SUPPLIED TEXT

- Flag of Poland
- IPC code: POL
- NPC: Polish Paralympic Committee
- Website: www.paralympic.org.pl

in Paris, France August 28, 2024 – September 8, 2024
- Competitors: 53 in 12 sports
- Flag bearers: Lucyna Kornobys Maciej Lepiato
- Medals Ranked 16th: Gold 8 Silver 6 Bronze 9 Total 23

Summer Paralympics appearances (overview)
- 1972; 1976; 1980; 1984; 1988; 1992; 1996; 2000; 2004; 2008; 2012; 2016; 2020; 2024;

= Poland at the 2024 Summer Paralympics =

Poland competed at the 2024 Summer Paralympics in Paris, France, from 28 August to 8 September.

==Medalists==

| Medal | Name | Sport | Event | Date |
|---|---|---|---|---|
| Gold | Kamil Otowski | Swimming | Men's 100m backstroke S1 | 29 August |
| Gold | Kamil Otowski | Swimming | Men's 50m backstroke S1 | 31 August |
| Gold | Patryk Chojnowski Piotr Grudzień | Table tennis | Men's doubles MD18 | 1 September |
| Gold | Patryk Chojnowski | Table tennis | Men's singles MS10 | 4 September |
| Gold | Rafał Czuper | Table tennis | Men's singles MS2 | 5 September |
| Gold | Barbara Bieganowska-Zając | Athletics | Women's 1500m T20 | 6 September |
| Gold | Karolina Kucharczyk | Athletics | Women's long jump T20 | 6 September |
| Gold | Karolina Pęk | Table tennis | Women's singles WS9 | 7 September |
| Silver | Lucyna Kornobys | Athletics | Women's shot put F34 | 3 September |
| Silver | Michał Dąbrowski | Wheelchair fencing | Men's sabre B | 3 September |
| Silver | Kinga Dróżdż | Wheelchair fencing | Women's sabre A | 3 September |
| Silver | Łukasz Ciszek | Archery | Men's individual recurve open | 4 September |
| Silver | Natalia Partyka | Table tennis | Women's singles WS10 | 4 September |
| Silver | Renata Śliwińska | Athletics | Women's shot put F40 | 7 September |
| Bronze | Lech Stoltman | Athletics | Men's shot put F55 | 30 August |
| Bronze | Karolina Pęk Piotr Grudzień | Table tennis | Mixed doubles XD17 | 31 August |
| Bronze | Natalia Partyka Karolina Pęk | Table tennis | Women's doubles WD20 | 31 August |
| Bronze | Marek Dobrowolski | Shooting | Men's 50m rifle three positions | 3 September |
| Bronze | Zbigniew Maciejewski | Cycling | Men's road time trial C1 | 4 September |
| Bronze | Dorota Bucław | Table tennis | Women's singles WS1-2 | 5 September |
| Bronze | Rafał Wilk | Cycling | Men's road race MH4 | 5 September |
| Bronze | Maciej Lepiato | Athletics | Men's high jump T64 | 6 September |
| Bronze | Michał Dąbrowski | Wheelchair fencing | Men's épée B | 6 September |

==Competitors==
The following is the list of number of competitors in the Games.

WHAT YOU HAVE TO DO
Pick up the article on Poland at the 2024 Summer Paralympics after its last sentence and write what comes next.

A run of entries
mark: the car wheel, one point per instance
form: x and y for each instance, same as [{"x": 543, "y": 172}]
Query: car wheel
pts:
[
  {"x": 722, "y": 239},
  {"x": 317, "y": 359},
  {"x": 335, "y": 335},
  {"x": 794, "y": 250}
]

EXERCISE ANSWER
| Sport | Men | Women | Total |
|---|---|---|---|
| Archery | 1 | 2 | 3 |
| Athletics | 10 | 8 | 18 |
| Badminton | 1 | 1 | 2 |
| Boccia | 1 | 1 | 2 |
| Cycling | 1 | 1 | 2 |
| Equestrian | 0 | 1 | 1 |
| Paracanoeing | 1 | 2 | 3 |
| Rowing | 1 | 1 | 2 |
| Shooting | 1 | 1 | 4 |
| Swimming | 2 | 1 | 3 |
| Table tennis | 6 | 5 | 11 |
| Taekwondo | 0 | 1 | 1 |
| Total | 25 | 24 | 49 |

==Archery==

Poland secured three quota places. Two of the quotas being secured the in recurve event by virtue of their result at the 2023 World Para Archery Championships in Plzeň, Czech Republic, meanwhile the other being secured through 2023 European Para Championships in Rotterdam, Netherlands.

| Athlete | Event | Ranking Round |  | Round of 32 | Round of 16 | Quarterfinals | Semifinals | Finals |  |
| Score | Seed | Opposition Score | Opposition Score | Opposition Score | Opposition Score | Opposition Score | Rank |
| Łukasz Ciszek | Men's individual recurve | 642 | 6 Q | White (USA) W 26-27 | Ueyama (JPN) W 27-29 | Zhao (CHN) W 27-28 | Kenton-Smith (AUS) W 25-28 | Singh (IND) L 27-29 | 2nd place, silver medalist(s) |
| Kseniya Markitantova | Women's individual compound | 676 | 13 | Akter (BAN) W 138*-138 | Grinham (GBR) L 141-142 | Did not advance |  |  |  |
| Milena Olszewska | Women's individual recurve | 580 | 9 | Bye | Eroğlu (TUR) W 24-25 | Mijno (ITA) L 23-27 | Did not advance |  |  |
| Łukasz Ciszek Milena Olszewska | Mixed team recurve | 1222 | 4 | —N/a | France W6-0 | India L0-6 | Did not advance |  |  |

==Athletics==

Polish track and field athletes achieved quota places for the following events based on their results at the 2023 World Championships, 2024 World Championships, or through high performance allocation, as long as they meet the minimum entry standard (MES).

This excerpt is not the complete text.